— start —
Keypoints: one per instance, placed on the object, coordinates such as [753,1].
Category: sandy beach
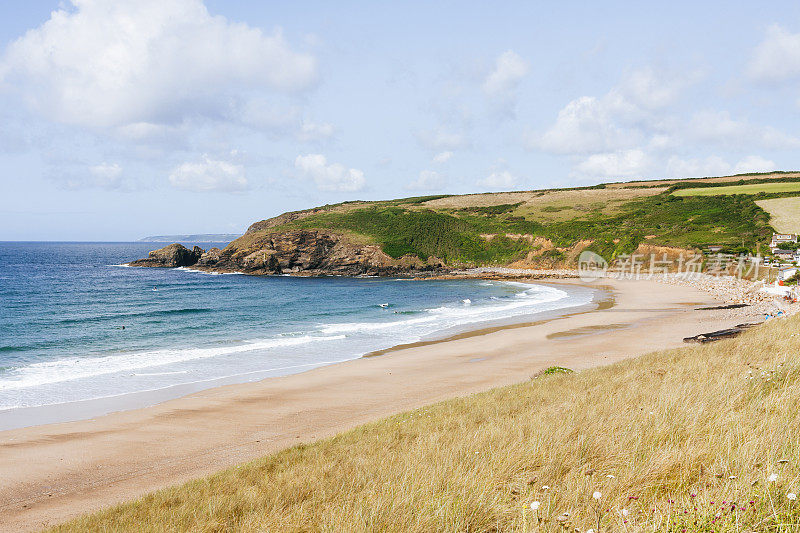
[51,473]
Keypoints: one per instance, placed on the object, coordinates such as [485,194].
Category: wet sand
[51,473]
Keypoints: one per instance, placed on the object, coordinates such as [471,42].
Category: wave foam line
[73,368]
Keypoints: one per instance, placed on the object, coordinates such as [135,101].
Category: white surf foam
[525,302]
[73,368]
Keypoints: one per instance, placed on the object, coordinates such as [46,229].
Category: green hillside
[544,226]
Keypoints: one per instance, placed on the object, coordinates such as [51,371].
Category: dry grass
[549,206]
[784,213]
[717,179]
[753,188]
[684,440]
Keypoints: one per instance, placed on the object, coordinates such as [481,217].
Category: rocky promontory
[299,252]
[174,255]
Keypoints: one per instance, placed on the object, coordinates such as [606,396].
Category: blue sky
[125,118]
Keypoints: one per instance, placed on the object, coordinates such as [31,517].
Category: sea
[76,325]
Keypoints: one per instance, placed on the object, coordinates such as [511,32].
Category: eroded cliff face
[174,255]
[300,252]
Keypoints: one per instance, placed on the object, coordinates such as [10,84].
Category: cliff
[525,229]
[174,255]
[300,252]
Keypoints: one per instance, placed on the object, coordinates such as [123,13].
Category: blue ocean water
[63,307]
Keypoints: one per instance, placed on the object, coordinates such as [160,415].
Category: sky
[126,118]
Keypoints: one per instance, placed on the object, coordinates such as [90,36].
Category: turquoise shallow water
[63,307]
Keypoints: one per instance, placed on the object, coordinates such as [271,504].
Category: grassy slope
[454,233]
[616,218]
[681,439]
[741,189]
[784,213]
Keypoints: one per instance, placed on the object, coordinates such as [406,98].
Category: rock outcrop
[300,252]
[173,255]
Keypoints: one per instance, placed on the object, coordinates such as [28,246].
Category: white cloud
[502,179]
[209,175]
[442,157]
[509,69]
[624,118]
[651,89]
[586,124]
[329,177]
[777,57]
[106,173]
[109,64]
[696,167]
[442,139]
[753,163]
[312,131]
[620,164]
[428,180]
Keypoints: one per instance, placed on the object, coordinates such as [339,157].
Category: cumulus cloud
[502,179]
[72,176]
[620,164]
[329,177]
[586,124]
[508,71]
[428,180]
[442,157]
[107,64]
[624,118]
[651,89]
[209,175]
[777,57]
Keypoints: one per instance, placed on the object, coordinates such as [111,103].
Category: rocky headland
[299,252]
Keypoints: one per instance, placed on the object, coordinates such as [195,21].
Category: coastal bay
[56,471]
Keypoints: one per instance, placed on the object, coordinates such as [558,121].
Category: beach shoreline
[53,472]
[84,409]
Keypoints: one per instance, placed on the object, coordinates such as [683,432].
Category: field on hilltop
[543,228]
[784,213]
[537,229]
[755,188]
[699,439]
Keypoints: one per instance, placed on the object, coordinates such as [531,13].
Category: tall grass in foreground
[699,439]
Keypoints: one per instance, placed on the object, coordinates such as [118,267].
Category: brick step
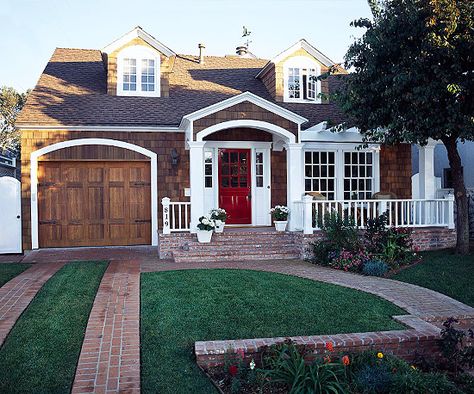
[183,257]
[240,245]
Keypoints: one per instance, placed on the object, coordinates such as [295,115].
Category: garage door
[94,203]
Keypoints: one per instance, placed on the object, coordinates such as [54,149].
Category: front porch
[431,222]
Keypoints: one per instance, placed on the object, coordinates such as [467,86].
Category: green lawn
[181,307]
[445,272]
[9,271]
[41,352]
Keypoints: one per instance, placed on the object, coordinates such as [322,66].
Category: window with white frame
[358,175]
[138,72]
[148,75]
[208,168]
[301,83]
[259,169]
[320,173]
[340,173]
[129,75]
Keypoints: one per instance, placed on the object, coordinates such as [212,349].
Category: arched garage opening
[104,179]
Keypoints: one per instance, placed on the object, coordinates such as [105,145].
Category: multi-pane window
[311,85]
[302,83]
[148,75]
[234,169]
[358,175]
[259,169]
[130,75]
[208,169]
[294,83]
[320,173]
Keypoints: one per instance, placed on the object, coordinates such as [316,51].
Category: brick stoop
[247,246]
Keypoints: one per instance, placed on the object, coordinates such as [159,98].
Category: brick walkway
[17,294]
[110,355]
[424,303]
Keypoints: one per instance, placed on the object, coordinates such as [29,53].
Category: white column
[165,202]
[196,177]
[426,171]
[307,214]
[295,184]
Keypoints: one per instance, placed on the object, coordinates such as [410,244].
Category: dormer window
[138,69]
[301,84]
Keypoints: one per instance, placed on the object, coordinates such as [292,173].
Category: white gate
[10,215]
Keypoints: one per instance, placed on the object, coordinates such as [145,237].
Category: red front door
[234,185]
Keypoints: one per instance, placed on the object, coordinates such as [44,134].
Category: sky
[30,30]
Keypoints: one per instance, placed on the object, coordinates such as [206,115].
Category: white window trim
— end —
» Task brief
Please rewrite all of the material above, replacing "Category" with "Label" and keeping everything else the same. Leave the pictures out.

» Exercise answer
Keypoints: one per instance, placed on the object, coordinates such as [753,1].
Label: sandy beach
[51,473]
Keypoints: one per instance, placed on the object, coordinates such as [485,194].
Label: wet sand
[51,473]
Keypoints: one per instance, placed on the object, coordinates such as [471,42].
Label: wave foam line
[73,368]
Keypoints: one per instance, placed on the object, coordinates such as [135,101].
Label: white surf foam
[525,302]
[73,368]
Keypoints: one per instance, placed on the object, coordinates such as [46,229].
Label: green hillside
[544,226]
Keypoints: one per instance, placed on the object, coordinates such as [51,371].
Label: dry grass
[549,206]
[784,213]
[717,179]
[753,188]
[684,440]
Keypoints: one per instance, placed on the object, coordinates such as [481,217].
Label: rocky promontory
[299,252]
[174,255]
Keypoints: one per instance, placed on the object, coordinates such as [606,396].
Label: blue sky
[125,118]
Keypoints: one per instance, placed on the object, coordinates such as [31,517].
Label: sea
[76,325]
Keypoints: one per instance, placed on the object, coordinates such as [511,32].
Label: eroded cliff face
[174,255]
[300,252]
Keypoints: one per instance, placed on the object, coordinates such as [10,84].
Label: cliff
[525,229]
[174,255]
[300,252]
Keypoints: one per instance, placed on the object, coordinates such as [123,13].
Label: blue ocean water
[63,307]
Keypoints: one per instance, placed on the object, coordinates such as [160,415].
Label: sky
[126,118]
Keypoints: one per instance, placed on the object, coordinates such as [90,36].
Label: turquoise shallow water
[63,307]
Keypoints: one per instance, placed on the object, coordinates such as [271,504].
Label: grassy slope
[454,233]
[616,218]
[681,439]
[741,189]
[784,213]
Keypoints: one per instance, placed on the object, coordinates such as [406,98].
Label: rock outcrop
[300,252]
[173,255]
Keypoints: one per instance, placed on the object, coordinates such as [28,246].
Label: white cloud
[502,179]
[209,175]
[442,157]
[509,69]
[624,118]
[651,89]
[586,124]
[329,177]
[777,57]
[106,173]
[109,64]
[696,167]
[442,139]
[753,163]
[312,131]
[620,164]
[428,180]
Keypoints: one per instance, placed on the object, coordinates such as [339,157].
Label: cumulus cloud
[502,179]
[72,176]
[620,164]
[329,177]
[586,124]
[508,71]
[428,180]
[442,157]
[107,64]
[624,118]
[651,89]
[209,175]
[777,57]
Keypoints: one per instance, placed on the object, coordinates such as [111,103].
Label: rocky headland
[299,252]
Keypoints: one per instance, placed on the object, coordinates such as [195,21].
Label: coastal bay
[56,471]
Keypoints: one per instance, placed on the object, coordinates such as [558,121].
Label: beach shoreline
[53,472]
[84,409]
Keypoints: one per instance, placed on the object, coordinates such as [683,432].
Label: field on hilltop
[543,228]
[784,213]
[537,229]
[755,188]
[699,439]
Keypoints: one per instance, placed on the object, coordinates such as [531,13].
Label: tall grass in foreground
[699,439]
Keypoints: one per instance, placed on the object, coordinates such as [118,267].
Label: brick step
[183,257]
[240,245]
Keypoints: one per instance, placed on the object, coordinates such as [295,115].
Label: garage door
[94,203]
Keypoints: one per instance, placed on the object, coordinates such as [54,149].
Label: front porch
[431,222]
Keypoints: one per instance, placed on the object, coordinates such as [467,86].
Label: green lawn
[181,307]
[445,272]
[9,271]
[41,352]
Keypoints: one per instance, placed on the object, coordinates such as [322,66].
Label: window with white frame
[358,175]
[138,72]
[148,75]
[208,168]
[301,83]
[259,169]
[320,173]
[340,173]
[129,75]
Keypoints: one per instance, placed on the object, coordinates such as [212,349].
Label: arched garage opening
[104,179]
Keypoints: one per instance, placed on the object, coordinates such as [105,145].
Label: multi-pane window
[311,85]
[302,83]
[148,75]
[234,169]
[358,175]
[259,169]
[130,75]
[208,169]
[294,83]
[320,173]
Keypoints: one per instance, placed on the object, coordinates such as [316,51].
Label: brick stoop
[247,246]
Keypoints: one per instance, placed on the object, coordinates such as [159,98].
Label: brick walkway
[17,294]
[110,355]
[424,303]
Keypoints: one per instance, placed on the object, coordinates such as [29,53].
Label: white column
[165,202]
[196,177]
[426,171]
[307,214]
[295,184]
Keypoints: one per instance, placed on the object, coordinates such as [410,244].
Label: dormer window
[138,69]
[301,84]
Keypoints: one per instance, placed on the object, coordinates such as [292,173].
Label: white gate
[10,215]
Keypoints: one per instance, placed on the object, coordinates such as [145,237].
Label: red front door
[234,185]
Keypoints: one per instance, placed on the object, coordinates such as [44,134].
Label: sky
[30,30]
Keypoints: one per instance, placed on the object, coordinates such as [206,115].
Label: white window trim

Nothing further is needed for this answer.